Given text:
════

Monday 29 February 2016

Pontifical High Mass in New Brighton


Bishop Athanasius Schneider is certainly getting about on his visit to England (he wants to include Scotland next time as well!)  There was a good turnout in the huge Institute church of Ss Peter and Paul in New Brighton on the Wirral  for Mass last Saturday. Pontifical High Mass for a weekday in Lent must be quite a novelty but help travelled in from far and wide to make sure no rubric was left undone.  It is wonderful to see how many young people are interested in assisting at the Mass in its Traditional Form.  Once again, I was struck by the gentle and kindly personality of the Bishop, particularly his care for priests. His words of encouragement and orthodoxy are much appreciated.  

Incidentally, the church is New Brighton is moving along apace, with rather smart plate glass screens (etched with the Institute's coat of arms) now installed at the back of the church to provide a much needed "gathering space", as the modern architects might put it and a new shop for religious goods as well. What a great sign of hope, inspired by Bishop Davies' bold initiative, to re-open a failed church and find priests who have been able to breath new life into it.  Its an attitude we could do with more of in the church in this country. 

The photographs speak  for themselves. Here are a selection courtesy of Mike Barnsdall. 









 


Saturday 27 February 2016

High Altar Restoration


Bishop Athanasius Schneider continued his tour of England this week with a visit to the Confraternity of St Peter Church in Warrington, to give Benediction and a talk to local clergy. When the Confraternity took over the church recently the altar in use stood on a platform built outside the original sanctuary (the altar, it has to be said, was rather small). Sadly, the original High Altar had at some time in the past been cut away but a temporary altar in the same place now restores the sight lines intended by the architect. In many respects, it is now a much simpler, less cluttered but grander space. A noble simplicity, one might say. Having offered Mass there recently on a weekday, it was great to see a substantial congregation of 30+. Being in the town centre is obviously a great benefit.

Following Benediction the Bishop gave a challenging talk from the pulpit on
"The Priest as Minister of Truth".

Benediction.


We adjourned to the Priory House afterwards for some food and fellowship.








Friday 26 February 2016

Pontifical High Mass with Bishop Schneider

Bishop Athansius Schneider celebrated Pontifical High Mass during a day arranged by the Confraternity of Catholic Clergy at the Shrine of St Augustine in Ramsgate this week. Mass was that of the anniversary of St Ethelbert, King of Kent, the first king to receive the Gospel from St Augustine. 


The church was designed by A.W. Pugin and stands on the large site originally conceived by him as a whole - including church, presbytery, Pugin's home (the Grange), the Cartoon Room (where he drew up his plans) and a school.  The Grange and the presbytery can now be rented out as holiday accommodation through the Landmark Trust.

════

Source data:
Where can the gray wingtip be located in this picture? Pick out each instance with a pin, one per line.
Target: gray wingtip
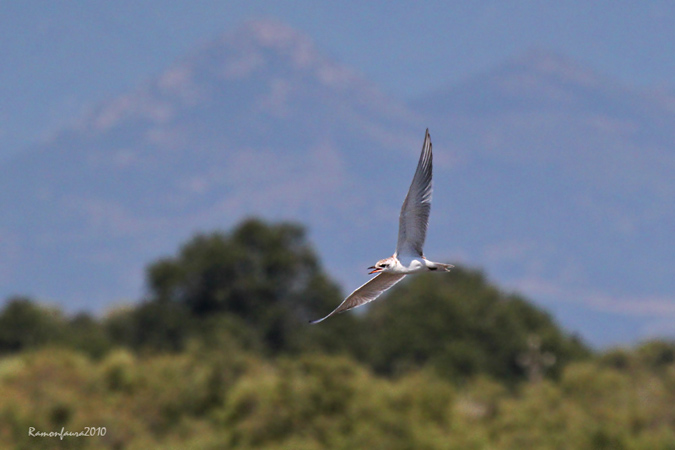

════

Required tasks:
a – For each statement, say whether it agrees with the blog on Bishop Schneider's visit. Answer yes or no and quote the words of the blog that decide it. (i) The Confraternity church in Warrington is in the town centre. (ii) The Mass at Ramsgate marked the anniversary of St Augustine. (iii) The new glass screens in New Brighton carry the Institute's coat of arms.
b – Turn the paragraph of the blog on Bishop Schneider's visit that begins "Bishop Athanasius Schneider continued his tour" into a short list that keeps its main facts.
c – Continue the blog on Bishop Schneider's visit from the point where it stops.
The data is separate material, apart from the blog on Bishop Schneider's visit.

Solved problems:
a –
(i) Yes: "Being in the town centre is obviously a great benefit."
(ii) No: "Mass was that of the anniversary of St Ethelbert, King of Kent"
(iii) Yes: "plate glass screens (etched with the Institute's coat of arms)"

b –
- Bishop Athanasius Schneider visited the Confraternity of St Peter Church in Warrington to give Benediction and a talk to local clergy.
- When the Confraternity took over the church, the altar in use was rather small and stood on a platform outside the original sanctuary.
- The original High Altar had been cut away at some point in the past.
- A temporary altar in that place now restores the sight lines the architect intended.
- The space is now simpler, less cluttered and grander.
- A recent weekday Mass drew a congregation of 30+, helped by the church's town-centre location.

c –
Celebrating Pontifical Mass in the Shrine is no easy feat. Though perfectly formed in Pugin's original plan, the sanctuary was mutilated in the wreckavation insanity that we have seen so often disfiguring our churches over the last fifty years. Fortunately, this is all about to change, as funding has been obtained to create an education, research and visitor centre as well as restoring the church according to Pugin's original plan. This includes reinstating the high altar and the rood screen, which will then give far more practical space for the celebration of Mass - pontifical or otherwise. The shrine's Priest, Fr Marcus Holden, also parish priest at Ramsgate, has obviously been working tirelessly on this project. It is perhaps only in recent years that Pugin's genius has once again become more fully appreciated and this was the church he designed to be his own.

It was my first time visiting the church and also my first time acting as Assistant Priest. Perhaps that's why they needed TWO MC's who knew what they were doing!

The traditional photograph of the ministers and sanctuary party.

The Bishop before Mass saying the preparatory prayers.

The Mass was celebrated in honour of St Ethelbert. There is a modern fresco, painted by Russian artist Sergey Fyodorov in 2004 in nearby Rochester cathedral, which includes the baptism of the king. Some worthwhile modern ecclesiastical art - proving it can be done!


The site pictured from the road into Ramsgate.

 The clergy walked down to Ramsgate's Royal Harbour for lunch. 
Quite a site to frighten the locals.

What do you call a restaurant full of priests?
  
 The day included an excellent tour given by the Shrine's manager,
Mr John Coverdale. You can help to support the Shrine by becoming a "Friend of St Augustine".

  
 Fr Marcus Holden introducing Bishop Schneider in the Cartoon Room, where we were enlightened with two challenging talks.

 The church's statue of Our Blessed Lady, 
complete with silver lamp in the shape of a ship.

 St Augustine and one of his few remaining relics, donated by the Fathers of the Oxford Oratory, was placed in the reliquary in the church at the shrine inauguration on 20th may 2012.

 Pugin's own memorial in the family chapel where he is buried.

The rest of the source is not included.